For getting started and prototyping, I recommend the NodeMCU or WeMos D1 series. These sub-$6 devices make up for the limitations of the ESP-01 by providing built-in USB-to-serial connectivity, being (mostly) breadboard-friendly, and exposing most if not all of the available ESP8266 GPIO pins.
The NodeMCU was originally compelling because it came with specialized firmware that lets you program it using the Lua scripting language. For diehard Arduino aficionados like myself, you can also use the Arduino IDE and its C-like programming language. In terms of being (mostly) breadboard friendly, the NodeMCU has several versions with slightly different form factors. Personally, I like the NodeMCU v2 because it's narrow enough to fit in a breadboard where you can use a row of breadboard pins along each side. The v1 and v3 versions are wider where the NodeMCU would need to straddle two breadboards side by side. An easy way to tell if a NodeMCU is a v2 is to confirm that the USB-to-serial chip is the square-shaped CP2102 (pictured next), whereas the wider versions often use the rectangular-shaped CH340G.
NodeMCU development board, which is based on the ESP8266 Wi-Fi chip. This photo is licensed under CC-BY-SA 4.0.

* Objective 1 *
Transcribe the passage on NodeMCU boards between "For getting started" and "ESP8266 GPIO pins.", inclusive.
* Objective 2 *
According to the passage on NodeMCU boards, which USB-to-serial chip shows that a NodeMCU is a v2?
* Objective 3 *
Continue the passage on NodeMCU boards from the point where it stops.

* Source material *
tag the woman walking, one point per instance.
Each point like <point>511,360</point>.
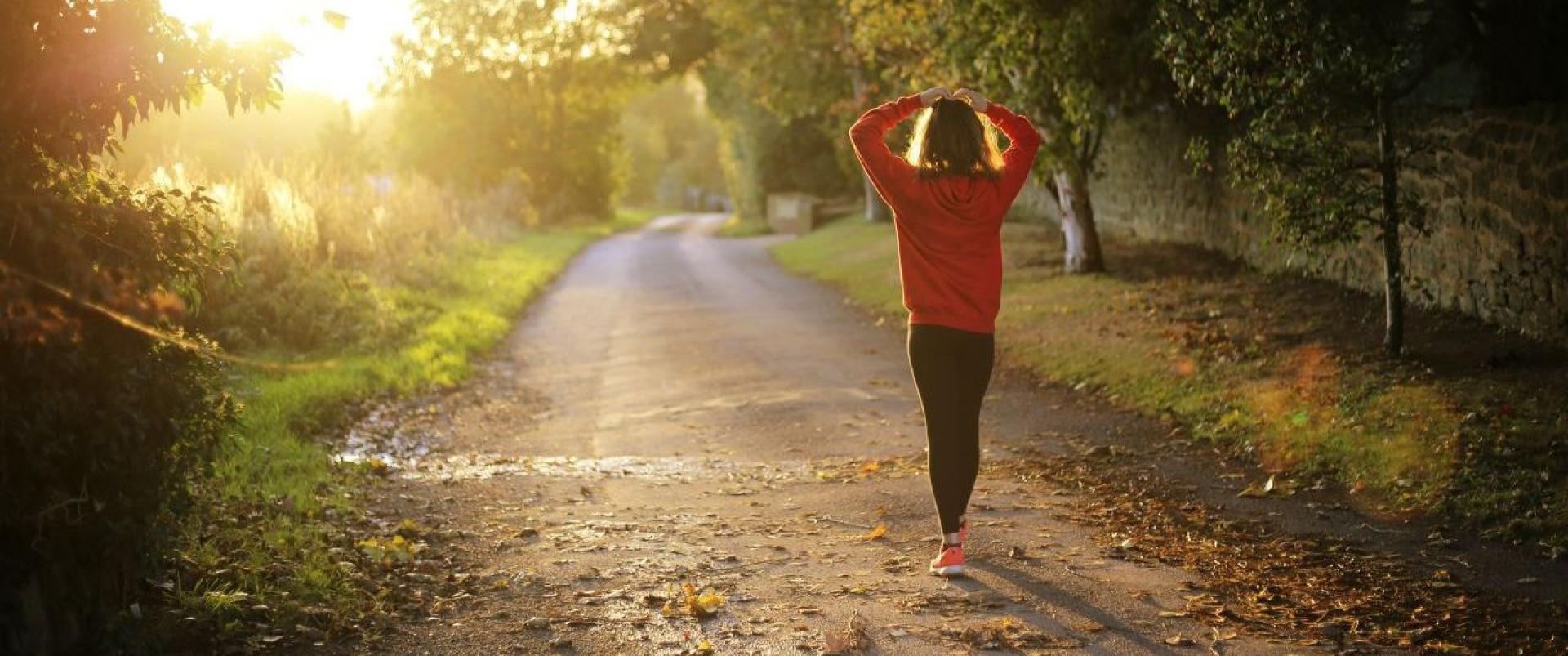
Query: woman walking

* Expected output 1 *
For getting started and prototyping, I recommend the NodeMCU or WeMos D1 series. These sub-$6 devices make up for the limitations of the ESP-01 by providing built-in USB-to-serial connectivity, being (mostly) breadboard-friendly, and exposing most if not all of the available ESP8266 GPIO pins.

* Expected output 2 *
The square-shaped CP2102.

* Expected output 3 *
WeMos makes several ESP8266-based boards as well. The D1 replicates the Arduino Uno form factor, which allows you to reuse many of the Arduino shields that you already have. The D1 mini and D1 mini pro are breadboard-friendly like the NodeMCU, but both are smaller than the NodeMCU. The more compact size exposes fewer GPIO pins than the NodeMCU, but these models come with a rich assortment of shields in their own right.
What can you do with the ESP8266? In short, a lot. You can attach sensors to it and present the data on a web server running on the ESP8266 itself, or log the data in the cloud or to an MQTT message broker. Going the other way, you can attach a display to the ESP8266 to track the weather, airplanes, or anything else you want. Other examples include home automation with Amazon Alexa and broadcasting to your TV. For more ideas, check out Hackaday and YouTube.
Overall, I've found the ESP8266 to be a perfect complement to my maker toolkit, alongside my Raspberry Pis and Arduinos. Given its low cost and vibrant user community, you'll see new and exciting use cases coming out every day.
Have you tried out the ESP8266? I'd love to hear about your experience in the comments below.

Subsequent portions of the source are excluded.